■ TEXT ■
—————
The title is self-explanatory — for $35, you can secure your very own Lambo. But, until the car arrives at your door, you won't know if you bought a toy model, a remote control car, a kiddie car, or a full-sized vehicle.
Out of the 2,755 automobiles entrants might receive, only one is a pre-owned Lamborghini Aventador Coupe — a ride that retails for approximately $300,000. Four are preowned Lamborghini Gallardos, which go for around $100,000 each.
250 second-place winners will receive a Lamborghini Aventador Ride-On Car — essentially a battery-powered car for kids.
The consolation prize for 2,500 third-place winners is a 1:24 scale remote control Lamborghini Aventador SVJ.
Much like MSCHF's other drops, Everyone Gets a Car operates on the same tantalizing model that makes lotto tickets so appealing: the odds aren't great, but for a nominal fee, it's worth taking a shot.
In October, the Brooklyn-based pranksters purchased an original Andy Warhol for $20,000 and promptly made 999 forgeries of the drawing, allegedly obliterating any evidence of which was the real deal.
—————
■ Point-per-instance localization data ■
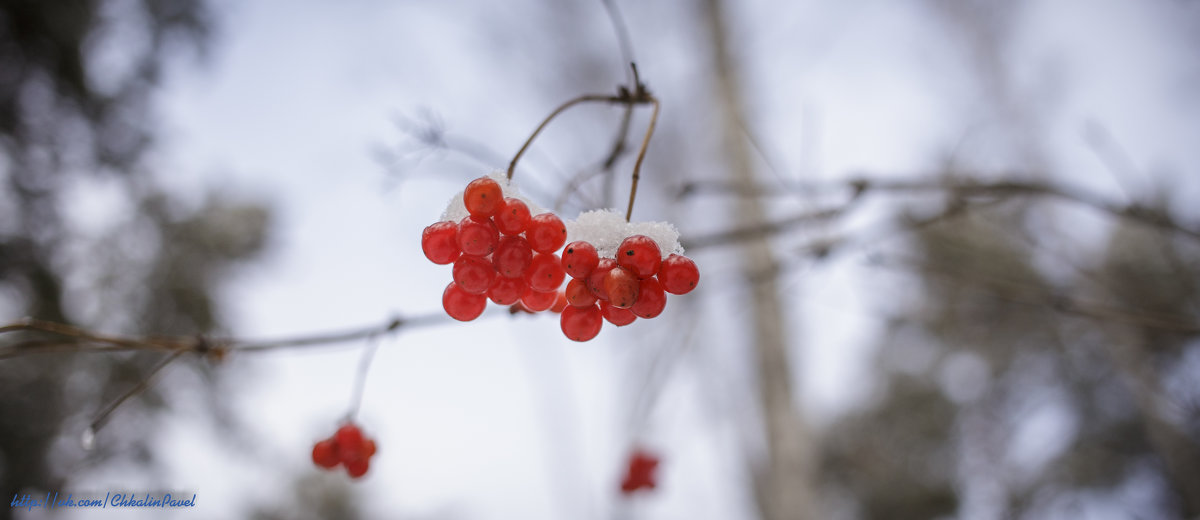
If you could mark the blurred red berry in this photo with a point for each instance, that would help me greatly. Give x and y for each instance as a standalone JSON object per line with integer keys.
{"x": 358, "y": 467}
{"x": 324, "y": 454}
{"x": 640, "y": 473}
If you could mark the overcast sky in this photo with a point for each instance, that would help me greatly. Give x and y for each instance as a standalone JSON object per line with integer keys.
{"x": 504, "y": 418}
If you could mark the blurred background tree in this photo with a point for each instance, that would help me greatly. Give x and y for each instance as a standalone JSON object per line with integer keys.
{"x": 88, "y": 237}
{"x": 1021, "y": 371}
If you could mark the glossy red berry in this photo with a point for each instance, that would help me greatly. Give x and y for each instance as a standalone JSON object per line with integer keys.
{"x": 358, "y": 467}
{"x": 477, "y": 237}
{"x": 622, "y": 287}
{"x": 559, "y": 303}
{"x": 640, "y": 255}
{"x": 640, "y": 473}
{"x": 577, "y": 293}
{"x": 349, "y": 442}
{"x": 678, "y": 274}
{"x": 538, "y": 300}
{"x": 513, "y": 217}
{"x": 324, "y": 454}
{"x": 619, "y": 317}
{"x": 511, "y": 256}
{"x": 462, "y": 305}
{"x": 545, "y": 273}
{"x": 483, "y": 197}
{"x": 595, "y": 279}
{"x": 473, "y": 274}
{"x": 546, "y": 233}
{"x": 505, "y": 291}
{"x": 580, "y": 258}
{"x": 581, "y": 323}
{"x": 439, "y": 241}
{"x": 651, "y": 299}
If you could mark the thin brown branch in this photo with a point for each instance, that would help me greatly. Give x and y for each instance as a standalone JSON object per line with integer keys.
{"x": 583, "y": 99}
{"x": 1026, "y": 293}
{"x": 641, "y": 156}
{"x": 102, "y": 417}
{"x": 1002, "y": 189}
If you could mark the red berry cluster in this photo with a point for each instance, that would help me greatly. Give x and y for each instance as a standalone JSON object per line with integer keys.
{"x": 347, "y": 447}
{"x": 503, "y": 253}
{"x": 499, "y": 251}
{"x": 621, "y": 290}
{"x": 640, "y": 473}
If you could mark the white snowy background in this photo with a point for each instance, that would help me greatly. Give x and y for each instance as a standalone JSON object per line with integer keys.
{"x": 504, "y": 418}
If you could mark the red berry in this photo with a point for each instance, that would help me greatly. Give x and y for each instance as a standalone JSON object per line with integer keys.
{"x": 324, "y": 454}
{"x": 580, "y": 258}
{"x": 651, "y": 299}
{"x": 640, "y": 255}
{"x": 577, "y": 293}
{"x": 439, "y": 241}
{"x": 545, "y": 273}
{"x": 546, "y": 233}
{"x": 462, "y": 305}
{"x": 538, "y": 300}
{"x": 595, "y": 279}
{"x": 511, "y": 256}
{"x": 559, "y": 303}
{"x": 678, "y": 274}
{"x": 619, "y": 317}
{"x": 483, "y": 197}
{"x": 640, "y": 473}
{"x": 477, "y": 237}
{"x": 622, "y": 287}
{"x": 473, "y": 274}
{"x": 581, "y": 323}
{"x": 358, "y": 467}
{"x": 505, "y": 291}
{"x": 349, "y": 443}
{"x": 513, "y": 217}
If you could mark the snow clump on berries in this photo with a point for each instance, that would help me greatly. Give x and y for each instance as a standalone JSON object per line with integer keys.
{"x": 456, "y": 209}
{"x": 605, "y": 228}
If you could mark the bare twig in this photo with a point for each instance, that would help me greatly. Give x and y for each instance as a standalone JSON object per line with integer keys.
{"x": 641, "y": 156}
{"x": 102, "y": 417}
{"x": 1002, "y": 189}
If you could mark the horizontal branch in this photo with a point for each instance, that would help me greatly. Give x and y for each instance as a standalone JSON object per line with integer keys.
{"x": 959, "y": 189}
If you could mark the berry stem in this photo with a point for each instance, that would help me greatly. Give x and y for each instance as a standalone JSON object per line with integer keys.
{"x": 360, "y": 378}
{"x": 102, "y": 417}
{"x": 583, "y": 99}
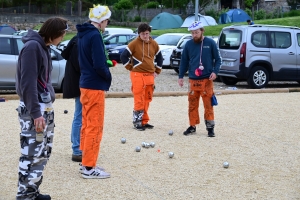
—————
■ DESCRIPTION OF THE TASK ■
Continue the article above about MSCHF's $35 Lamborghini drop from the point where it stops.

■ RESPONSE TO THIS TASK ■
All 1,000 editions were sold for $250. MSCHF managed to seduce participants into making a purchase, without knowing exactly what they were paying for — the same magic of Everyone Gets a Car.
MrBeast is no stranger to the, well, mischievous world of MSCHF.
In 2020, the duo released a mobile game called Finger on the App, which challenged players to hold a finger to the screen of their smartphone for as long as possible.
Ultimately, four people kept a finger in place for over 70 hours, a feat that won them each $20,000. MrBeast recreated a similar stunt with an actual Lamborghini in a recent viral video.
Everyone Gets a Car launches at a dedicated website on November 22 at 11 a.m. EST. So go ahead, try your luck — after all, everyone wins.